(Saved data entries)
Segment Open

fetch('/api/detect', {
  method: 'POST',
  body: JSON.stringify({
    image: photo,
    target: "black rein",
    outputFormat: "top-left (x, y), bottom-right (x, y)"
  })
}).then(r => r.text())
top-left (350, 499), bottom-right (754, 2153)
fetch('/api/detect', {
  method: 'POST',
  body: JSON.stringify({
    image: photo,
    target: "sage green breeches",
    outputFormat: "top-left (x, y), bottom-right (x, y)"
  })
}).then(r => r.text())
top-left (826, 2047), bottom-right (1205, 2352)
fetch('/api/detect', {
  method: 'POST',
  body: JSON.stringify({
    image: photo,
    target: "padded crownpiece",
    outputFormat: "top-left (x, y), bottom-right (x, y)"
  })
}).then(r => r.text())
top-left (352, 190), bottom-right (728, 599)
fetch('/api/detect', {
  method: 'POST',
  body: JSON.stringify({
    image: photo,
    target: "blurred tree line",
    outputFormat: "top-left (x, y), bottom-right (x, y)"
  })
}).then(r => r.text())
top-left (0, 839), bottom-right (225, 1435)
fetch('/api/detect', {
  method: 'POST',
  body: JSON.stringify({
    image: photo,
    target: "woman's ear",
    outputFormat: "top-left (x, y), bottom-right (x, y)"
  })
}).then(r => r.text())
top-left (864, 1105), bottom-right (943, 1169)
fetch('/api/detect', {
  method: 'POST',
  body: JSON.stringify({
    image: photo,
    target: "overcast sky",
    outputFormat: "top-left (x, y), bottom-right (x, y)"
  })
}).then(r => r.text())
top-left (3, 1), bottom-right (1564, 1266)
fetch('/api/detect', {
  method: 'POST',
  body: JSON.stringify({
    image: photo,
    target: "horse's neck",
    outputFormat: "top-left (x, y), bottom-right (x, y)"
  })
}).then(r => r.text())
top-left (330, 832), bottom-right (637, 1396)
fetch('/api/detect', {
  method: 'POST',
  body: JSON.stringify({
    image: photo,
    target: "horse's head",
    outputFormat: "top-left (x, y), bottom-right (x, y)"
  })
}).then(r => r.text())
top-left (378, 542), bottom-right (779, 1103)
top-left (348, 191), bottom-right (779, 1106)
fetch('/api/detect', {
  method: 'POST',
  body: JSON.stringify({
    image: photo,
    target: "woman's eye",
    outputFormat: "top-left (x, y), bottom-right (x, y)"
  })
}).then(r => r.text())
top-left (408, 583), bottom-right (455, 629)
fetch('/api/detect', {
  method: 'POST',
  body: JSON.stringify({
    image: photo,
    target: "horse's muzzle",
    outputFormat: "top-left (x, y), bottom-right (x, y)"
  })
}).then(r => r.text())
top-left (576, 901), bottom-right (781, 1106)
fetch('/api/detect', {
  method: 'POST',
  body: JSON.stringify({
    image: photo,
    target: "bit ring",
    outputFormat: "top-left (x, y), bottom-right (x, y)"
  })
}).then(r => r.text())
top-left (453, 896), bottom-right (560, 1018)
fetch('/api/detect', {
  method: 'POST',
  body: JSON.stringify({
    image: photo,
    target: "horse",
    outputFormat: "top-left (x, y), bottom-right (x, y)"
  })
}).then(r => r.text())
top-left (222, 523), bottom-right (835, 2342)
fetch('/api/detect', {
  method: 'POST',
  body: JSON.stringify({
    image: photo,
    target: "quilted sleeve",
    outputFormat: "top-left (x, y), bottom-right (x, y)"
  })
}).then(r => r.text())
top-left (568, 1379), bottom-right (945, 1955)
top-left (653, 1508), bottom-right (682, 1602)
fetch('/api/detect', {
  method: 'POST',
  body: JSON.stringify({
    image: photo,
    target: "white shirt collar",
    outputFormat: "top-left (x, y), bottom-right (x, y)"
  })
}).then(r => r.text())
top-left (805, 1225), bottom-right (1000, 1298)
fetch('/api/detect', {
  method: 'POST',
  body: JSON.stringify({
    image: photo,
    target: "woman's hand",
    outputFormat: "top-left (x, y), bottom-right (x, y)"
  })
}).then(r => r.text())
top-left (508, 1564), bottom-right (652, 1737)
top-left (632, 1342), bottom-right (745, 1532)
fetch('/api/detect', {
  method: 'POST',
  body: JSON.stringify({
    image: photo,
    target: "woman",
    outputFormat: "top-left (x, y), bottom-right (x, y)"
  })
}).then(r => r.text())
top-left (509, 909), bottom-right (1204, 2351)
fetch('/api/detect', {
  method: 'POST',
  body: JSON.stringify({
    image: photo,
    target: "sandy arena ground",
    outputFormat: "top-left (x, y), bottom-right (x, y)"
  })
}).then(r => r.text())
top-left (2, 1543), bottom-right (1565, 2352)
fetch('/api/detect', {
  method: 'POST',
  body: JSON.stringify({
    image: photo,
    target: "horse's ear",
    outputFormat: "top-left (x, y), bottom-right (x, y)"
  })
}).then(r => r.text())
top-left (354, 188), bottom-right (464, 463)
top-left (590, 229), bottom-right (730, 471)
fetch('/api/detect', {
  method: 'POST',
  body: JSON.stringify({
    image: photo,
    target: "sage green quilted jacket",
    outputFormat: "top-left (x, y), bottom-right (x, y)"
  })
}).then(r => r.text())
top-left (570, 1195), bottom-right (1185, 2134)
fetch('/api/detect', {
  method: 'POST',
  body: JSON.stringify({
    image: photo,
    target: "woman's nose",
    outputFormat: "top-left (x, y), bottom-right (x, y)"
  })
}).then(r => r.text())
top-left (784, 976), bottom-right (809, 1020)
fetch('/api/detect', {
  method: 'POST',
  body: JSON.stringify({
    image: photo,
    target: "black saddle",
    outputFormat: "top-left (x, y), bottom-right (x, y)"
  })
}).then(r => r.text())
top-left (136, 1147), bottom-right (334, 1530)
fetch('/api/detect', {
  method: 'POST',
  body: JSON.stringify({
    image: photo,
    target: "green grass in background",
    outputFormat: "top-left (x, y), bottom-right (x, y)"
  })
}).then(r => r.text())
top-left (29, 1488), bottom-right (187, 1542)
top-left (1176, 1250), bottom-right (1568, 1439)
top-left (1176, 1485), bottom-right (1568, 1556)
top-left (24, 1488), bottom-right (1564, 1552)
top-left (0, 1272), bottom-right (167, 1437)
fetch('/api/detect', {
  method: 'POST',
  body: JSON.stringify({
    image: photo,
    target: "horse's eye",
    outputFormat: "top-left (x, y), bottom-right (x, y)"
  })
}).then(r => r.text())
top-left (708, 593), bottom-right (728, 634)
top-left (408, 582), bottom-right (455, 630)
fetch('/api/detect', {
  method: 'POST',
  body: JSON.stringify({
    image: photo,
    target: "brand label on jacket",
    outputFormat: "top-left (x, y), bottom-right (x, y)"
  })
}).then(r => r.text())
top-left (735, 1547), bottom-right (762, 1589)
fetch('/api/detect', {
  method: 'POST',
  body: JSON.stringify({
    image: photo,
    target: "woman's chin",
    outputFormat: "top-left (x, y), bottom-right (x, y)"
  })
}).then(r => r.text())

Segment Closed

Word for word, retype each record.

fetch('/api/detect', {
  method: 'POST',
  body: JSON.stringify({
    image: photo,
    target: "black rein",
    outputFormat: "top-left (x, y), bottom-right (x, y)"
  })
}).then(r => r.text())
top-left (350, 499), bottom-right (754, 2153)
fetch('/api/detect', {
  method: 'POST',
  body: JSON.stringify({
    image: photo,
    target: "sage green breeches",
    outputFormat: "top-left (x, y), bottom-right (x, y)"
  })
}).then(r => r.text())
top-left (826, 2047), bottom-right (1205, 2352)
fetch('/api/detect', {
  method: 'POST',
  body: JSON.stringify({
    image: photo,
    target: "padded crownpiece",
    outputFormat: "top-left (x, y), bottom-right (x, y)"
  })
}).then(r => r.text())
top-left (352, 190), bottom-right (728, 599)
fetch('/api/detect', {
  method: 'POST',
  body: JSON.stringify({
    image: photo,
    target: "blurred tree line",
    outputFormat: "top-left (x, y), bottom-right (x, y)"
  })
}).then(r => r.text())
top-left (0, 839), bottom-right (225, 1435)
fetch('/api/detect', {
  method: 'POST',
  body: JSON.stringify({
    image: photo,
    target: "woman's ear",
    outputFormat: "top-left (x, y), bottom-right (x, y)"
  })
}).then(r => r.text())
top-left (864, 1105), bottom-right (943, 1169)
fetch('/api/detect', {
  method: 'POST',
  body: JSON.stringify({
    image: photo,
    target: "overcast sky",
    outputFormat: "top-left (x, y), bottom-right (x, y)"
  })
}).then(r => r.text())
top-left (3, 1), bottom-right (1564, 1266)
fetch('/api/detect', {
  method: 'POST',
  body: JSON.stringify({
    image: photo,
    target: "horse's neck",
    outputFormat: "top-left (x, y), bottom-right (x, y)"
  })
}).then(r => r.text())
top-left (330, 832), bottom-right (637, 1396)
fetch('/api/detect', {
  method: 'POST',
  body: JSON.stringify({
    image: photo,
    target: "horse's head",
    outputFormat: "top-left (x, y), bottom-right (x, y)"
  })
}).then(r => r.text())
top-left (378, 542), bottom-right (779, 1103)
top-left (348, 191), bottom-right (779, 1106)
fetch('/api/detect', {
  method: 'POST',
  body: JSON.stringify({
    image: photo,
    target: "woman's eye",
    outputFormat: "top-left (x, y), bottom-right (x, y)"
  })
}).then(r => r.text())
top-left (408, 583), bottom-right (455, 629)
fetch('/api/detect', {
  method: 'POST',
  body: JSON.stringify({
    image: photo,
    target: "horse's muzzle",
    outputFormat: "top-left (x, y), bottom-right (x, y)"
  })
}).then(r => r.text())
top-left (576, 901), bottom-right (781, 1106)
fetch('/api/detect', {
  method: 'POST',
  body: JSON.stringify({
    image: photo,
    target: "bit ring",
    outputFormat: "top-left (x, y), bottom-right (x, y)"
  })
}).then(r => r.text())
top-left (453, 896), bottom-right (560, 1018)
fetch('/api/detect', {
  method: 'POST',
  body: JSON.stringify({
    image: photo,
    target: "horse",
    outputFormat: "top-left (x, y), bottom-right (x, y)"
  })
}).then(r => r.text())
top-left (222, 523), bottom-right (835, 2342)
fetch('/api/detect', {
  method: 'POST',
  body: JSON.stringify({
    image: photo,
    target: "quilted sleeve",
    outputFormat: "top-left (x, y), bottom-right (x, y)"
  })
}).then(r => r.text())
top-left (568, 1379), bottom-right (945, 1955)
top-left (653, 1508), bottom-right (682, 1602)
fetch('/api/detect', {
  method: 'POST',
  body: JSON.stringify({
    image: photo,
    target: "white shirt collar",
    outputFormat: "top-left (x, y), bottom-right (x, y)"
  })
}).then(r => r.text())
top-left (805, 1225), bottom-right (1000, 1298)
fetch('/api/detect', {
  method: 'POST',
  body: JSON.stringify({
    image: photo,
    target: "woman's hand",
    outputFormat: "top-left (x, y), bottom-right (x, y)"
  })
}).then(r => r.text())
top-left (508, 1564), bottom-right (652, 1737)
top-left (632, 1342), bottom-right (745, 1532)
fetch('/api/detect', {
  method: 'POST',
  body: JSON.stringify({
    image: photo,
    target: "woman",
    outputFormat: "top-left (x, y), bottom-right (x, y)"
  })
}).then(r => r.text())
top-left (509, 909), bottom-right (1204, 2351)
fetch('/api/detect', {
  method: 'POST',
  body: JSON.stringify({
    image: photo,
    target: "sandy arena ground",
    outputFormat: "top-left (x, y), bottom-right (x, y)"
  })
}).then(r => r.text())
top-left (2, 1543), bottom-right (1565, 2352)
fetch('/api/detect', {
  method: 'POST',
  body: JSON.stringify({
    image: photo,
    target: "horse's ear",
    outputFormat: "top-left (x, y), bottom-right (x, y)"
  })
}).then(r => r.text())
top-left (354, 188), bottom-right (464, 463)
top-left (590, 229), bottom-right (730, 471)
fetch('/api/detect', {
  method: 'POST',
  body: JSON.stringify({
    image: photo,
    target: "sage green quilted jacket",
    outputFormat: "top-left (x, y), bottom-right (x, y)"
  })
}).then(r => r.text())
top-left (570, 1195), bottom-right (1185, 2134)
fetch('/api/detect', {
  method: 'POST',
  body: JSON.stringify({
    image: photo,
    target: "woman's nose",
    outputFormat: "top-left (x, y), bottom-right (x, y)"
  })
}).then(r => r.text())
top-left (784, 976), bottom-right (809, 1020)
fetch('/api/detect', {
  method: 'POST',
  body: JSON.stringify({
    image: photo,
    target: "black saddle",
    outputFormat: "top-left (x, y), bottom-right (x, y)"
  })
}).then(r => r.text())
top-left (136, 1147), bottom-right (334, 1530)
fetch('/api/detect', {
  method: 'POST',
  body: JSON.stringify({
    image: photo,
    target: "green grass in background",
    outputFormat: "top-left (x, y), bottom-right (x, y)"
  })
}).then(r => r.text())
top-left (29, 1488), bottom-right (187, 1542)
top-left (1176, 1250), bottom-right (1568, 1439)
top-left (1176, 1485), bottom-right (1568, 1556)
top-left (24, 1488), bottom-right (1564, 1552)
top-left (0, 1272), bottom-right (167, 1437)
fetch('/api/detect', {
  method: 'POST',
  body: JSON.stringify({
    image: photo,
    target: "horse's eye",
    outputFormat: "top-left (x, y), bottom-right (x, y)"
  })
}).then(r => r.text())
top-left (708, 593), bottom-right (728, 634)
top-left (408, 582), bottom-right (455, 630)
fetch('/api/detect', {
  method: 'POST',
  body: JSON.stringify({
    image: photo,
    target: "brand label on jacket",
    outputFormat: "top-left (x, y), bottom-right (x, y)"
  })
}).then(r => r.text())
top-left (735, 1547), bottom-right (762, 1589)
fetch('/api/detect', {
  method: 'POST',
  body: JSON.stringify({
    image: photo,
    target: "woman's chin",
    outputFormat: "top-left (x, y), bottom-right (x, y)"
  })
}).then(r => r.text())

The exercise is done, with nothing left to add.